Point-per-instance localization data
- - - - -

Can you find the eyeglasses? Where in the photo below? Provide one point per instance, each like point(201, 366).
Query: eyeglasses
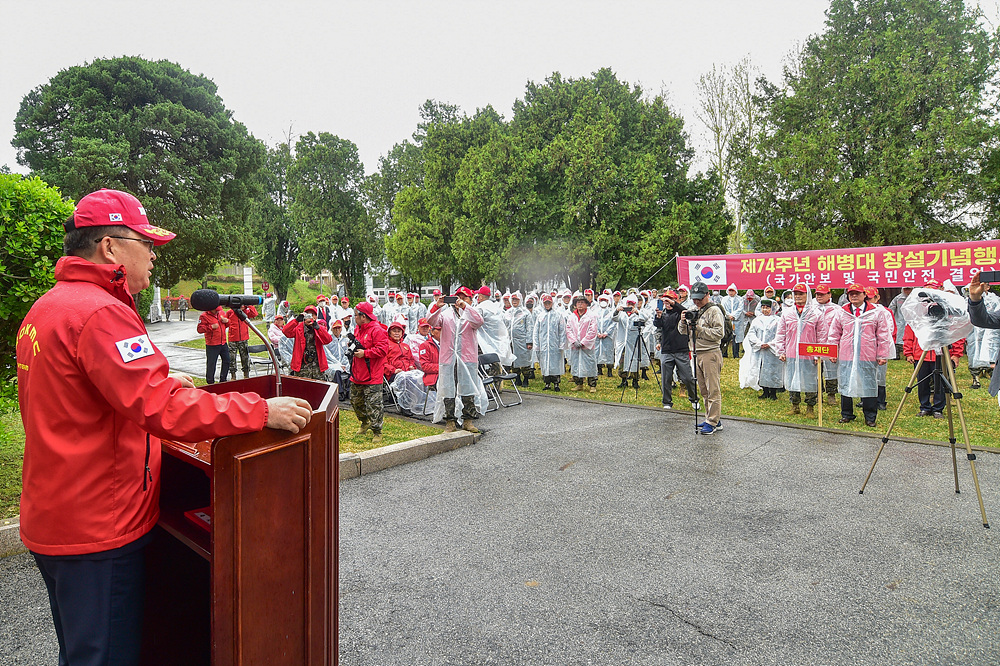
point(148, 243)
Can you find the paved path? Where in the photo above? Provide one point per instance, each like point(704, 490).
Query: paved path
point(584, 533)
point(576, 533)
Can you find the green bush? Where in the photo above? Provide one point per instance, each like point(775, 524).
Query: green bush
point(31, 217)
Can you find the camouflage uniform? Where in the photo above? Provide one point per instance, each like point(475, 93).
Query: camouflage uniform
point(367, 402)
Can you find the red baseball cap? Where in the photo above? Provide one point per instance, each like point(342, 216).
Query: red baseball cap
point(106, 207)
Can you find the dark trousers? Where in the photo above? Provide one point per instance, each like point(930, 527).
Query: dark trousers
point(869, 406)
point(96, 606)
point(679, 361)
point(925, 382)
point(213, 353)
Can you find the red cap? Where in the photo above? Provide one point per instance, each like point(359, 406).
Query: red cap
point(113, 207)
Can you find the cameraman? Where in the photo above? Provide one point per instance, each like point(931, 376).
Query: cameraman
point(367, 370)
point(674, 354)
point(310, 335)
point(709, 327)
point(983, 318)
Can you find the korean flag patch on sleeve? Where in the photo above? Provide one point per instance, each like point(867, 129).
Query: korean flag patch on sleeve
point(133, 348)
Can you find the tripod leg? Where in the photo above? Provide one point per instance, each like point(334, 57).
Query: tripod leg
point(892, 423)
point(946, 362)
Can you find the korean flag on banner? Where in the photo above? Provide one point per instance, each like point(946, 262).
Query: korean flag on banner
point(134, 348)
point(712, 273)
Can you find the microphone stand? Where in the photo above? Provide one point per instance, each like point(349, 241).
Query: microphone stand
point(238, 309)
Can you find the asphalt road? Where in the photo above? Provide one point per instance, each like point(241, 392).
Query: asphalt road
point(579, 533)
point(583, 533)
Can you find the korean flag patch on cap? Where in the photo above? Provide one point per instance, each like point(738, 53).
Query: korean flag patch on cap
point(133, 348)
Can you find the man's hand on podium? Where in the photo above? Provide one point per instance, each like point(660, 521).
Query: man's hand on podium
point(287, 413)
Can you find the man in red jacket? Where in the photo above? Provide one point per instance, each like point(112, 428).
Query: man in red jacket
point(212, 323)
point(95, 396)
point(367, 370)
point(239, 334)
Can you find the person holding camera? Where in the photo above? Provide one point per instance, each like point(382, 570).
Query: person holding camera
point(371, 345)
point(705, 327)
point(674, 354)
point(310, 335)
point(982, 317)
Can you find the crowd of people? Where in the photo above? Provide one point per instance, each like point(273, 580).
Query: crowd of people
point(685, 333)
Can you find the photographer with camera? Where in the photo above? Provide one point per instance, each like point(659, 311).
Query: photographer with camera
point(310, 335)
point(674, 354)
point(706, 327)
point(370, 347)
point(980, 315)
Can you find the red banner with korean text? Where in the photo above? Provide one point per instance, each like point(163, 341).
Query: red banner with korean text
point(891, 266)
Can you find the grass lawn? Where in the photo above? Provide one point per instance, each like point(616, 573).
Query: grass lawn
point(979, 408)
point(11, 453)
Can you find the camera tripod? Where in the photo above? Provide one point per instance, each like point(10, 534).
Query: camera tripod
point(948, 384)
point(637, 349)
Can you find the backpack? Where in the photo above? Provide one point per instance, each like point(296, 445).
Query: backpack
point(728, 332)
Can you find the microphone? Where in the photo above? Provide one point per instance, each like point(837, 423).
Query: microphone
point(209, 299)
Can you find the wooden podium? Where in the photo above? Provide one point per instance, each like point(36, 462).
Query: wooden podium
point(258, 586)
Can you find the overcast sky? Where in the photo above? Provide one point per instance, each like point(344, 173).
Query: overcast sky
point(362, 69)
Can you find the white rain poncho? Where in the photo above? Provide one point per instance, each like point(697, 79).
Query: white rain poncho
point(408, 387)
point(415, 313)
point(606, 326)
point(938, 318)
point(796, 327)
point(458, 374)
point(761, 367)
point(493, 336)
point(862, 341)
point(522, 328)
point(581, 333)
point(549, 338)
point(335, 357)
point(733, 306)
point(270, 308)
point(983, 343)
point(627, 359)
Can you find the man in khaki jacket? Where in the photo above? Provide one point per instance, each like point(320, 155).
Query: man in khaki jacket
point(709, 328)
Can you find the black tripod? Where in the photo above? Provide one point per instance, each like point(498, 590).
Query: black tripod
point(948, 384)
point(637, 348)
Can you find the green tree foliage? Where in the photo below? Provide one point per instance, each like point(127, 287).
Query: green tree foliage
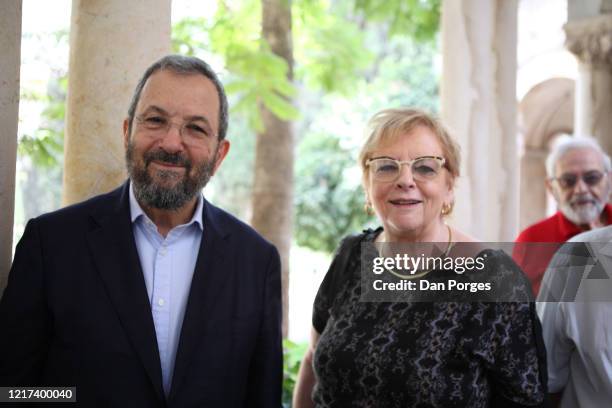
point(417, 19)
point(45, 146)
point(329, 199)
point(292, 357)
point(352, 58)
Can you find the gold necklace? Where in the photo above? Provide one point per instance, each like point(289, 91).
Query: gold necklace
point(423, 273)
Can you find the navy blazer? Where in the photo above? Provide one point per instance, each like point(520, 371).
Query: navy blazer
point(76, 313)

- - - - -

* Exercise objective
Transcribe the records above exactly, leaving out every picture.

* Solution for this problem
Can you find the eyeglasses? Where in the photo below? Provide one point per instance, each like point(201, 366).
Query: eyeglasses
point(148, 243)
Can you find the paved path? Where in the photo above? Provide one point per instance, each like point(704, 490).
Query: paved path
point(584, 533)
point(576, 533)
Can you find the green bush? Where in the photo above? Provide one point per instance, each like point(775, 524).
Query: green bush
point(31, 217)
Can you find the camouflage uniform? Where in the photo above? Provide one point per instance, each like point(475, 93).
Query: camouflage uniform
point(367, 402)
Can you find the red baseball cap? Where in the photo above? Provide one point per instance, each like point(342, 216).
Query: red baseball cap
point(106, 207)
Can you find the dark trousers? Where in the photo above? Provide one point per instance, each like point(930, 527).
Query: dark trousers
point(869, 406)
point(96, 606)
point(679, 361)
point(925, 382)
point(213, 353)
Can you find the red cap? Where in the photo above? Provide one point per instance, each like point(359, 406).
Query: red cap
point(113, 207)
Can you find the cameraman? Where in the photo above? Provide one point per instance, each like point(931, 376).
Query: cameraman
point(367, 370)
point(674, 354)
point(310, 335)
point(709, 327)
point(983, 318)
Can you find the korean flag patch on sleeve? Where in the photo above? Provide one point per instance, each like point(867, 129).
Query: korean flag patch on sleeve
point(133, 348)
Can you find the tripod leg? Where in the photo above? Provide one point per instance, each like point(334, 57).
Query: tripod leg
point(892, 423)
point(946, 362)
Can you find the korean flag on banner? Where in the photo above? Provide one point per instance, each like point(946, 262).
Query: korean flag on banner
point(134, 348)
point(712, 273)
Can you find the microphone stand? Where in the photo above? Provide one point per instance, each like point(349, 241).
Query: microphone stand
point(238, 309)
Can you find the asphalt road? Where in the photo above? Provide one point per instance, each like point(241, 392).
Query: asphalt road
point(579, 533)
point(583, 533)
Can you find the korean flag patch on cap? Where in the photo above? Provide one point per instance, each like point(738, 53).
Query: korean flag patch on cap
point(133, 348)
Can you find the man's hand on podium? Where in the photo above? Provide one point per instance, each like point(660, 521).
Query: man's hand on podium
point(287, 413)
Can you find the man in red jacket? Where in the photo above? Provide one point per instance, each like point(112, 428).
Query: man in red jacket
point(212, 323)
point(95, 396)
point(367, 370)
point(239, 334)
Can you find the person holding camera? Where in the photo above? Provide one point per instance, each like point(382, 570).
Query: person holding camera
point(371, 345)
point(705, 327)
point(674, 354)
point(310, 335)
point(982, 317)
Can you find the crowd of people? Where in the photo above? Provide one point per instance, each like point(273, 580).
Query: crowd of people
point(685, 333)
Can you find the photographer with camera? Where in the photo above? Provide one point per instance, each like point(659, 311).
Query: photographer with camera
point(310, 335)
point(674, 354)
point(706, 327)
point(370, 347)
point(980, 315)
Can you find the red banner with korean text? Where in the photo above? Provide one point per instance, each like point(163, 341).
Query: red banner with korean text
point(891, 266)
Can you find the grass lawn? Where in the photo above? Provide one point per instance, each like point(616, 573).
Query: grass lawn
point(979, 408)
point(11, 453)
Can you find the camera tripod? Where in the photo above? Provide one point per instance, each like point(10, 534).
Query: camera tripod
point(948, 384)
point(637, 349)
Can you find the backpack? Where in the photo above? Provide one point per instance, each like point(296, 445).
Query: backpack
point(728, 332)
Can you find the microphone? Where in the photo above? Provide one point per instance, each like point(837, 423).
Query: microphone
point(209, 299)
Can you find the wooden podium? Where in the photo above? Provide one point per instance, each like point(36, 462).
Query: wooden podium
point(258, 586)
Can you find the overcast sky? Where in the photo above? Provide one point per instance, each like point(344, 173).
Query: overcast sky
point(362, 69)
Can you find the white rain poncho? Where in the photo above? Provide one point per instance, each like point(697, 79).
Query: white rain poncho
point(408, 387)
point(415, 313)
point(606, 326)
point(938, 318)
point(796, 327)
point(458, 374)
point(761, 367)
point(493, 336)
point(862, 341)
point(522, 328)
point(581, 333)
point(549, 338)
point(335, 357)
point(733, 306)
point(270, 308)
point(983, 343)
point(627, 359)
Can you find the man in khaki jacket? Where in the photo above? Provide one point per instance, each like point(320, 155).
Query: man in khaki jacket
point(709, 328)
Can you find the black tripod? Where in the photo above? Provide one point per instance, each like point(498, 590).
Query: black tripod
point(948, 384)
point(637, 348)
Can you find the green tree foliage? Where in the photo below? Provide one point per instance, each like point(127, 287).
Query: green tree foliage
point(417, 19)
point(45, 146)
point(329, 199)
point(292, 357)
point(352, 58)
Can you find the gold necklace? Where in the photo above? Provide one point per instance, each like point(289, 91).
Query: gold necklace
point(423, 273)
Can you find the navy blazer? Where in the photo above? Provide one point per instance, each like point(520, 371).
Query: navy blazer
point(76, 313)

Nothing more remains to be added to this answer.